**Task brief:** Search the entries for the word "below". Copy every line where it turns up.

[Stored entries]
+++++
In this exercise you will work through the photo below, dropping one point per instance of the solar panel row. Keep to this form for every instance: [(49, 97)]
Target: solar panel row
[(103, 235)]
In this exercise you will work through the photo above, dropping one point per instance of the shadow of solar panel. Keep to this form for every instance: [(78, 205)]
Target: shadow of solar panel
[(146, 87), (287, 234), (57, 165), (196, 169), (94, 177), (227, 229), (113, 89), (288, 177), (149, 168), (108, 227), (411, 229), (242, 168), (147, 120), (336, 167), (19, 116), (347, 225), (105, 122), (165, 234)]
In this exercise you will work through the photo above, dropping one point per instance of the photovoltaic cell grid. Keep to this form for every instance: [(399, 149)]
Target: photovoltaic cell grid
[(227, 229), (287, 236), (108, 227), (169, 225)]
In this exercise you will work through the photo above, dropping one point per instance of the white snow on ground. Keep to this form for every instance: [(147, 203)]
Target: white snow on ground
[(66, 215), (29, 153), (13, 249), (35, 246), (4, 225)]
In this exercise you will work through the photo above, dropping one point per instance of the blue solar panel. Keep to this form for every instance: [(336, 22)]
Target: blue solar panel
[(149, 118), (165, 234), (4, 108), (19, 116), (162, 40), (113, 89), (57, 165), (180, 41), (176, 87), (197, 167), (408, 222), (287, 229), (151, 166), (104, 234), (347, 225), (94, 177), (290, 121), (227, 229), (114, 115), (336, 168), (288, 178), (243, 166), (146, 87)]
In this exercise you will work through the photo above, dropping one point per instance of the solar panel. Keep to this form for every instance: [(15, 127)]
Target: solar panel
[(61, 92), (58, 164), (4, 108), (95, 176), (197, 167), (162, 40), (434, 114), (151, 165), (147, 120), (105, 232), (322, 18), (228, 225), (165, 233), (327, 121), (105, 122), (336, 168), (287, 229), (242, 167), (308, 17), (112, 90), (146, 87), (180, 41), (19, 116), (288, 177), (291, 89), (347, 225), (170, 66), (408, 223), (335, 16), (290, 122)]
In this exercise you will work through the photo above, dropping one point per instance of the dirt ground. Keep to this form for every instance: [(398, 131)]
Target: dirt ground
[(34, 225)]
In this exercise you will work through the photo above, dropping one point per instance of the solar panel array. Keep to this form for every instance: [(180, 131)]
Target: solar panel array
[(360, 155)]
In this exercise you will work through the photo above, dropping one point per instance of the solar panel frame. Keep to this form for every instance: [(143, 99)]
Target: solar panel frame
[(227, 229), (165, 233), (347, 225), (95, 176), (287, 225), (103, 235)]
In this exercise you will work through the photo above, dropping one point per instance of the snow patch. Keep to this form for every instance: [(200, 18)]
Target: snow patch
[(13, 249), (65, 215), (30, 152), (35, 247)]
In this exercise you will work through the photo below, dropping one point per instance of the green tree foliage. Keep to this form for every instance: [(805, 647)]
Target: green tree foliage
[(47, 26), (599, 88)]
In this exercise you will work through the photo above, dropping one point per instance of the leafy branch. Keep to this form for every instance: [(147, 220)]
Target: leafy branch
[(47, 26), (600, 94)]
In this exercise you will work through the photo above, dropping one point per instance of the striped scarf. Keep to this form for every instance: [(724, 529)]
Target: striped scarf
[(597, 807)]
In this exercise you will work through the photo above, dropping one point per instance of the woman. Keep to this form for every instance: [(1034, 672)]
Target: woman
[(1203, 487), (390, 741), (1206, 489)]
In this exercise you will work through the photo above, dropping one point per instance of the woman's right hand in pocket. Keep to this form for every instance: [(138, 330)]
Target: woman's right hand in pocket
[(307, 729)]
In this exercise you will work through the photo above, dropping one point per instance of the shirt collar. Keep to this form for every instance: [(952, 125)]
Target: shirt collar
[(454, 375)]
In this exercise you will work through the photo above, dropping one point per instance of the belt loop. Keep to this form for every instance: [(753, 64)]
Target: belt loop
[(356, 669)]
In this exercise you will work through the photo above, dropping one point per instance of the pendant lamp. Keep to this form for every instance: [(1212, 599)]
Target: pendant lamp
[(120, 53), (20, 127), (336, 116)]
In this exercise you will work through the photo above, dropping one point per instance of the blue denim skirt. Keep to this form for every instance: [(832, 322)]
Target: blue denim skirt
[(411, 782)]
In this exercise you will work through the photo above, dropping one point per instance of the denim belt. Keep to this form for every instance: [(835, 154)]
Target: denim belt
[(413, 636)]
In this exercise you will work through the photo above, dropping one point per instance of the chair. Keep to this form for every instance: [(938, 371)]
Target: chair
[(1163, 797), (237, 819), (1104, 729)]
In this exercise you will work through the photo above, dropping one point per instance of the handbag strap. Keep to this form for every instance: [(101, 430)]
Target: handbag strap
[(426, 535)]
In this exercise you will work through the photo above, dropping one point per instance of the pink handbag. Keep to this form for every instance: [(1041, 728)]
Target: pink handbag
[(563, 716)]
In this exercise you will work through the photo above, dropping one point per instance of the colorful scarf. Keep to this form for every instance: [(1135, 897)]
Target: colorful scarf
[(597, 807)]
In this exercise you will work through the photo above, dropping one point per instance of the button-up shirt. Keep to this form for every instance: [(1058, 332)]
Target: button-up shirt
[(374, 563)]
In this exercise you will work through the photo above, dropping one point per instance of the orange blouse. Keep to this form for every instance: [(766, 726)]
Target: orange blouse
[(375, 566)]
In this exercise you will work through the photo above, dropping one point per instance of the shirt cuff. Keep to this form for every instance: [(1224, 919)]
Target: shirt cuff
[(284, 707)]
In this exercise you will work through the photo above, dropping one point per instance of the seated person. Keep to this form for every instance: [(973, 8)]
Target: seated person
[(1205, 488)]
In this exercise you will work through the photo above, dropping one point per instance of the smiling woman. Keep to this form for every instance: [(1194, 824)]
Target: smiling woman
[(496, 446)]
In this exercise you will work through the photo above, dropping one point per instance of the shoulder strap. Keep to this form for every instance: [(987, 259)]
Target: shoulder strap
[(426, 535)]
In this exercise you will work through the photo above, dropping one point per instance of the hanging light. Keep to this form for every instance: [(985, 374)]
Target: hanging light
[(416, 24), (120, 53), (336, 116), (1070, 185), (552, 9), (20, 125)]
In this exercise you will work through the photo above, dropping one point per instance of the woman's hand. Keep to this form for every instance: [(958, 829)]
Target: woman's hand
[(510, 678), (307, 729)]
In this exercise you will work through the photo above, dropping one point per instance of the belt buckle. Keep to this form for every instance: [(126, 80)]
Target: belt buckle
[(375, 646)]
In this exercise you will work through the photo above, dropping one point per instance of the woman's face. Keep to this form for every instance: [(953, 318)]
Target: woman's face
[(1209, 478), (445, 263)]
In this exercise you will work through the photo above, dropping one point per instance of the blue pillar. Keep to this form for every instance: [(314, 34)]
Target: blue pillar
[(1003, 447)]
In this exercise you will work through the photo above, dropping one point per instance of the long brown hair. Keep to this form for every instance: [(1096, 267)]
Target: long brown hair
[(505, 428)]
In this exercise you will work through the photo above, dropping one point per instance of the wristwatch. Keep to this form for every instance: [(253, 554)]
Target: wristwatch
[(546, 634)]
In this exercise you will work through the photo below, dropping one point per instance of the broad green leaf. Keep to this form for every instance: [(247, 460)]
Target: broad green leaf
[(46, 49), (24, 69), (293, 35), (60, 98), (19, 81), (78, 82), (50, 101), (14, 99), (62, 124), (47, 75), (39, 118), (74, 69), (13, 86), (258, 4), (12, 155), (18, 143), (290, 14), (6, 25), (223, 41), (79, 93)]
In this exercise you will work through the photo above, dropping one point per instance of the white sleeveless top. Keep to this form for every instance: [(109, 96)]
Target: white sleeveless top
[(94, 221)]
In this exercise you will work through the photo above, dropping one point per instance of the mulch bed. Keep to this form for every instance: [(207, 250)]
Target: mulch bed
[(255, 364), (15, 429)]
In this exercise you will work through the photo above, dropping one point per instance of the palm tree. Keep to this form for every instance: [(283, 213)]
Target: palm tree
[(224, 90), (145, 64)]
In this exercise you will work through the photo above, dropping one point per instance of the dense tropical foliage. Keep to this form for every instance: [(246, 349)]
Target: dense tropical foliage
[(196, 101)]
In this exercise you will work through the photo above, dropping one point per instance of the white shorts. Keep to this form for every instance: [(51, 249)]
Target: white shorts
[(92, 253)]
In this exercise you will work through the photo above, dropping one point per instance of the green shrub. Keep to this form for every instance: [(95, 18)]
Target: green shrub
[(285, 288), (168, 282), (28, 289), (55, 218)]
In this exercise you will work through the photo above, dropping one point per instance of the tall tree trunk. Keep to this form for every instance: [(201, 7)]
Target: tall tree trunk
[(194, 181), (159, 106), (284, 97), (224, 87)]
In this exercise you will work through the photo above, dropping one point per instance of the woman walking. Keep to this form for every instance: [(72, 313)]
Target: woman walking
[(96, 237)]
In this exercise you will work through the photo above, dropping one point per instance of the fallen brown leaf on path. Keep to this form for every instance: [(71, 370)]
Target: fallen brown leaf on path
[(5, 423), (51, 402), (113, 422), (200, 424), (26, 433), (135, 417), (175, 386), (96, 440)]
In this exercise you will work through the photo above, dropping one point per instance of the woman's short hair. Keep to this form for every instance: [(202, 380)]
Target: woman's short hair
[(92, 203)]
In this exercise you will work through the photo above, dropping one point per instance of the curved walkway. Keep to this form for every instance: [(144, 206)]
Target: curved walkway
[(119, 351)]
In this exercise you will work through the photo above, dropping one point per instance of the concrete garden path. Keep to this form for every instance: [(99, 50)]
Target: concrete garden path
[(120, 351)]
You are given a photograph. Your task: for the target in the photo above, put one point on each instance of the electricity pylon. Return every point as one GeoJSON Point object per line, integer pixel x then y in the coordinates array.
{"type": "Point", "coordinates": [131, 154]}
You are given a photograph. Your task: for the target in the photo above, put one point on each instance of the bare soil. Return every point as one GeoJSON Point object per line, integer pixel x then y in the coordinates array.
+++++
**Result for this task:**
In this exercise you will work through the photo below, dropping one point per instance of the solar panel row. Keep to this form for every instance: [(49, 97)]
In this exercise you will work through the photo below, dropping one point per instance of the green tree foliage. Keep to this form for every instance: [(805, 647)]
In this exercise you will work through the photo below, dropping one point per instance of the broad green leaf. Keep to this form for every instance: [(247, 460)]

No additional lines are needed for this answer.